§ WHAT IS NEEDED:
Set down each record exactly as written.
-------
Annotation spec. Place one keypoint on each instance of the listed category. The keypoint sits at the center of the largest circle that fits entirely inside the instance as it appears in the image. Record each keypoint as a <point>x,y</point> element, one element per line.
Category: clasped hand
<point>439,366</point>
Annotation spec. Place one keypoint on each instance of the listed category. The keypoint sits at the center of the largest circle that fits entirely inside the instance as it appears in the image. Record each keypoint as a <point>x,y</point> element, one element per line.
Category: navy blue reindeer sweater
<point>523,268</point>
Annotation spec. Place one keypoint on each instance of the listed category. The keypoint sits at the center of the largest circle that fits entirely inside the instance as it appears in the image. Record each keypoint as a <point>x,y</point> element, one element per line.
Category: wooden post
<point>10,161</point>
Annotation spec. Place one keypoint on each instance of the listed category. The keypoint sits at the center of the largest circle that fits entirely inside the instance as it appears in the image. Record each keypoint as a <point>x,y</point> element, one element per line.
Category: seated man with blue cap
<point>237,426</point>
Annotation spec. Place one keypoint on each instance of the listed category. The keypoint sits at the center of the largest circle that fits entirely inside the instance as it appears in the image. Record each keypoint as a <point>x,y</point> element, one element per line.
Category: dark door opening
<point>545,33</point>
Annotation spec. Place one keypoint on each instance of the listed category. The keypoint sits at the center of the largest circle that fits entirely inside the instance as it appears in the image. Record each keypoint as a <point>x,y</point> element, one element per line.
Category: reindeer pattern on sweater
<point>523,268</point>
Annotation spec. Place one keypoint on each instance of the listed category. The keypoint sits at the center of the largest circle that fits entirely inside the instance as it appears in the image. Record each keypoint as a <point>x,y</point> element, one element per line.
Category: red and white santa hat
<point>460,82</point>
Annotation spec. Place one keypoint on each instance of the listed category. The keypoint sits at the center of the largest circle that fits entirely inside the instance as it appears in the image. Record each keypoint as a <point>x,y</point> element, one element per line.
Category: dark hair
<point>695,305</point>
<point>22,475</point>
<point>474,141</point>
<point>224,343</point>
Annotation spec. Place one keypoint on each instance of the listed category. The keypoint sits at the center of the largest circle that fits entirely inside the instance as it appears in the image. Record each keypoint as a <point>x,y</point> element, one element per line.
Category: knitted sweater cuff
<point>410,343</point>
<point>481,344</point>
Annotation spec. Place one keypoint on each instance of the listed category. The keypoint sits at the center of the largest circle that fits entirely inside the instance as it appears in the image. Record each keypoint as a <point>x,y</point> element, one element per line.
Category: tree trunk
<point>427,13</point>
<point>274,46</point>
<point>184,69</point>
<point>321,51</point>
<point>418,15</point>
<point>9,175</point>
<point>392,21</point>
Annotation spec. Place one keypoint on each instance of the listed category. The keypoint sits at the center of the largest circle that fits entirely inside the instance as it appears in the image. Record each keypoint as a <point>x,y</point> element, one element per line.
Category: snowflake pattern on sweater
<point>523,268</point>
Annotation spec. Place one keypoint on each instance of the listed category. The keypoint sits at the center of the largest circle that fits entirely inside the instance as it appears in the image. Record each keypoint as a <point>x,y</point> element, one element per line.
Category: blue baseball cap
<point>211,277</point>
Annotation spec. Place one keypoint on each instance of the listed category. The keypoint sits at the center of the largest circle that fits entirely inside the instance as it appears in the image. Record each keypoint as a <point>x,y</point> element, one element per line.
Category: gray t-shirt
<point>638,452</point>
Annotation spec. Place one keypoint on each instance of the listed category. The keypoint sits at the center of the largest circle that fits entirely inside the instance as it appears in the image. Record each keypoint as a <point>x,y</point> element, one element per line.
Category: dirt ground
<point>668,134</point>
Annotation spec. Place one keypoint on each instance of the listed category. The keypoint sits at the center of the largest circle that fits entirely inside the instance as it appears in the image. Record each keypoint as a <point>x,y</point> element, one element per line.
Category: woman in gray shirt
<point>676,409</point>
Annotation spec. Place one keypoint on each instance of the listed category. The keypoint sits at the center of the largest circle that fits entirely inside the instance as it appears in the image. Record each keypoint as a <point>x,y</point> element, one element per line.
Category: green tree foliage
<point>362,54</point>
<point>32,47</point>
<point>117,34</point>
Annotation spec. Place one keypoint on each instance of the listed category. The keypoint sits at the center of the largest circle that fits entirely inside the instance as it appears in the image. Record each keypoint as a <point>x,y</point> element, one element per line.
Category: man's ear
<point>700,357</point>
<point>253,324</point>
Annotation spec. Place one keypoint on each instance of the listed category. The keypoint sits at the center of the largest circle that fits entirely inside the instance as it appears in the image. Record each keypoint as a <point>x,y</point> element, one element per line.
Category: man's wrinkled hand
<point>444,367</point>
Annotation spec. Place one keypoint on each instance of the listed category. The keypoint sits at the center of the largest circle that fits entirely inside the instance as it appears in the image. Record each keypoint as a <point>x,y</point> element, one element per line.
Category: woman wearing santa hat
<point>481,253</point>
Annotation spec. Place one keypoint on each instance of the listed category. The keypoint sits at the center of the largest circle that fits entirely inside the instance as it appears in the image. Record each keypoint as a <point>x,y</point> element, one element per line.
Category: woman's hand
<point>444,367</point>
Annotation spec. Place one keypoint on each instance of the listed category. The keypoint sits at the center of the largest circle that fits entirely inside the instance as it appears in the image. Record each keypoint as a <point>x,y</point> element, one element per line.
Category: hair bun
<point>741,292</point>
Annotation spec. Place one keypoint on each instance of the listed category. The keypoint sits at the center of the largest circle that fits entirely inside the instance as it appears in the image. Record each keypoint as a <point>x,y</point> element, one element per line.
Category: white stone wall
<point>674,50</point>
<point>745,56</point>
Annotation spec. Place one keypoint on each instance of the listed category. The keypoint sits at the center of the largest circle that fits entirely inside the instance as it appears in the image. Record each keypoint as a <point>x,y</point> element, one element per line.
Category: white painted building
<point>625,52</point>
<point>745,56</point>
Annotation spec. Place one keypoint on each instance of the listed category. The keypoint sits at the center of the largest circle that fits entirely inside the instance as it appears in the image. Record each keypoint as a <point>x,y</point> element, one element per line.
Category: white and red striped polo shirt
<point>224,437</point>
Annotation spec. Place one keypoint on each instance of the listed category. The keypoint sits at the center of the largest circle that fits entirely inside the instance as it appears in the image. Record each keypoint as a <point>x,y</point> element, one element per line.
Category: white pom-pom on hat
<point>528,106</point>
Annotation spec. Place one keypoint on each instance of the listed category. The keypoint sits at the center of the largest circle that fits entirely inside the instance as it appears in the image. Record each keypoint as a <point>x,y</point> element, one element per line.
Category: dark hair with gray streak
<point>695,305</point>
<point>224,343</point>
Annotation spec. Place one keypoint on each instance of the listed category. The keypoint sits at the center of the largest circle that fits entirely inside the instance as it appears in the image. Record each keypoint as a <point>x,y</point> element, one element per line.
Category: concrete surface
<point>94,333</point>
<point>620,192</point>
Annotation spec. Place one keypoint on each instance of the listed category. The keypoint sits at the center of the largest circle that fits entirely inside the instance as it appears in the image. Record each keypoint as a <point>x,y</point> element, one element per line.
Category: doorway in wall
-------
§ EXPECTED ANSWER:
Annotation spec. Place one keypoint on each instance of the listed category. The keypoint sits at the center of the largest circle that fits entirely inside the instance as it appears in the image. Record each keypoint as a <point>x,y</point> element, one element per line.
Category: clasped hand
<point>439,366</point>
Annotation spec. Place one keypoint on each instance of the listed category. The keypoint sits at the center of the largest circle that fits entirely inside the instance as it appears in the image. Record each keypoint as a <point>x,y</point> element, one element per line.
Category: navy blue reindeer sweater
<point>523,268</point>
Annotation spec. Place one keypoint on each instance of the listed category. The keypoint sits at the center of the largest circle that fits entirely inside the instance as it appears in the image. Record each keypoint as a <point>x,y</point> element, one element per line.
Category: wooden post
<point>10,161</point>
Annotation spec. Place one keypoint on each instance of the listed category. The keypoint sits at the center of the largest circle that fits entirely inside the instance as it appears in the image. Record each keypoint as a <point>x,y</point> element, one element per line.
Category: seated man with blue cap
<point>237,426</point>
Annotation spec. Place one keypoint on each instance of the listed category. The keypoint sits at the center of the largest circle that fits entirely inside the instance as it appears in the image. Record each keypoint as a <point>x,y</point> element, one element per line.
Category: dark door opening
<point>545,33</point>
Annotation spec. Place one keypoint on each instance of the listed category. The keypoint sits at the center of the largest circle that fits entirely inside the instance as it appears in the image. Record each keypoint as a <point>x,y</point> element, one element per line.
Category: reindeer pattern on sweater
<point>523,268</point>
Annotation spec. Place one keypoint on each instance of the listed category. The keypoint sits at the center of the largest circle that fits entirely inside the instance as it appears in the image. Record each keypoint as a <point>x,y</point> element, one element per line.
Category: red and white santa hat
<point>460,82</point>
Annotation spec. Place one keypoint on each instance of the listed category. The keypoint sits at the center of the largest circle that fits entirely inside the instance as it appears in the image. Record each keypoint as a <point>x,y</point> element, one element per line.
Category: dark hair
<point>695,305</point>
<point>22,475</point>
<point>474,141</point>
<point>224,343</point>
Annotation spec. Place one keypoint on each instance of the listed category. The keypoint sits at the center of the largest circle that fits entirely inside the instance as it appears in the image. Record each keypoint as a <point>x,y</point> element, one element per line.
Category: knitted sweater cuff
<point>410,343</point>
<point>481,344</point>
Annotation spec. Place one keypoint on each instance of the listed category. The keypoint sits at the center of the largest circle that fits entirely inside the instance as it appears in the image. Record each keypoint as a <point>x,y</point> element, one element per line.
Category: tree trunk
<point>427,13</point>
<point>274,46</point>
<point>184,69</point>
<point>321,51</point>
<point>418,15</point>
<point>9,175</point>
<point>392,21</point>
Annotation spec. Place one keypoint on each instance of the listed category. The keypoint sits at the center of the largest circle that fits entirely inside the instance as it appears in the image. Record each keypoint as a <point>x,y</point> element, one element per line.
Category: snowflake pattern on sweater
<point>523,268</point>
Annotation spec. Place one keypoint on each instance of the listed category. The keypoint sits at the center of the largest circle that fits entirely inside the instance as it appears in the image. Record each keypoint as a <point>x,y</point> element, one element per line.
Category: blue baseball cap
<point>211,277</point>
Annotation spec. Place one keypoint on each instance of the listed category. The keypoint sits at the center of the largest circle that fits entirely inside the instance as it appears in the image. Record each keypoint as a <point>x,y</point> element, one element per line.
Category: gray t-shirt
<point>638,452</point>
Annotation spec. Place one keypoint on each instance of the listed category. The keypoint sits at the center of the largest circle that fits entirely inside the instance as it appears in the image. Record each keypoint as a <point>x,y</point> element, one element per line.
Category: dirt ground
<point>668,134</point>
Annotation spec. Place one keypoint on each instance of the listed category. The keypoint sits at the center of the largest circle that fits entirely inside the instance as it appears in the image. Record each keypoint as a <point>x,y</point> element, one element per line.
Category: woman in gray shirt
<point>676,409</point>
Annotation spec. Place one keypoint on each instance of the listed category. The keypoint sits at the center of the largest circle that fits entirely inside the instance as it appears in the image. Record each keypoint as a <point>x,y</point> element, one element per line.
Category: green tree foliage
<point>362,54</point>
<point>32,47</point>
<point>117,34</point>
Annotation spec. Place one keypoint on each instance of the listed category. The keypoint sits at the center of the largest circle that fits entirely inside the instance as it appears in the image. Record each keypoint as a <point>x,y</point> element, one element per line.
Category: man's ear
<point>700,357</point>
<point>253,324</point>
Annotation spec. Place one keypoint on each instance of the listed category. The keypoint sits at the center of the largest circle that fits entirely inside the instance as it appears in the image. Record each keypoint as a <point>x,y</point> element, one element per line.
Category: man's wrinkled hand
<point>444,367</point>
Annotation spec. Place one keypoint on each instance of the listed category. The keypoint sits at the center of the largest circle that fits entirely inside the instance as it appears in the image. Record each keypoint as a <point>x,y</point> element, one element per line.
Category: woman wearing santa hat
<point>481,253</point>
Annotation spec. Place one keypoint on each instance of the listed category. The keypoint sits at the center of the largest circle that fits entirely inside the instance as it appears in the image. Record each keypoint as a <point>x,y</point> element, one element per line.
Category: woman's hand
<point>444,367</point>
Annotation spec. Place one keypoint on each instance of the listed category. The keypoint sits at the center of the largest circle that fits entirely inside the instance as it appears in the image. Record each keypoint as a <point>x,y</point> element, one element per line.
Category: hair bun
<point>741,292</point>
Annotation spec. Place one keypoint on each instance of the listed category. The keypoint sits at the center of the largest circle that fits entirely inside the instance as it appears in the image. Record each keypoint as a <point>x,y</point> element, one element per line.
Category: white stone wall
<point>674,50</point>
<point>745,56</point>
Annotation spec. Place one keypoint on each instance of the listed category. The keypoint sits at the center of the largest circle that fits entirely inside the instance as it appears in the image. Record each keypoint as a <point>x,y</point> element, one element per line.
Category: white painted building
<point>625,52</point>
<point>745,56</point>
Annotation spec. Place one keypoint on each instance of the listed category. The keypoint sits at the center of the largest circle that fits entirely inside the instance as it appears in the image. Record each keypoint as a <point>x,y</point> element, one element per line.
Category: white and red striped polo shirt
<point>224,437</point>
Annotation spec. Place one keypoint on each instance of the listed category. The keypoint sits at the center of the largest circle that fits entirely inside the instance as it appears in the image. Record each keypoint as a <point>x,y</point> element, one element per line.
Category: white pom-pom on hat
<point>528,106</point>
Annotation spec. Place one keypoint on each instance of the listed category. The keypoint sits at the center of the largest circle that fits entirely inside the instance as it appears in the image. Record each keypoint as a <point>x,y</point> element, one element per line.
Category: dark hair with gray streak
<point>695,305</point>
<point>224,343</point>
Annotation spec. Place one keypoint on each instance of the listed category. The keypoint sits at the center of the largest circle that fits entirely inside the instance as it appears in the image. Record each keypoint as a <point>x,y</point> element, one element per line.
Category: concrete surface
<point>94,333</point>
<point>620,192</point>
Annotation spec. Place one keypoint on each instance of the listed category. The keypoint sits at the center of the largest circle that fits entirely inside the instance as it appears in the image. Record each keypoint as a <point>x,y</point> element, one element per line.
Category: doorway in wall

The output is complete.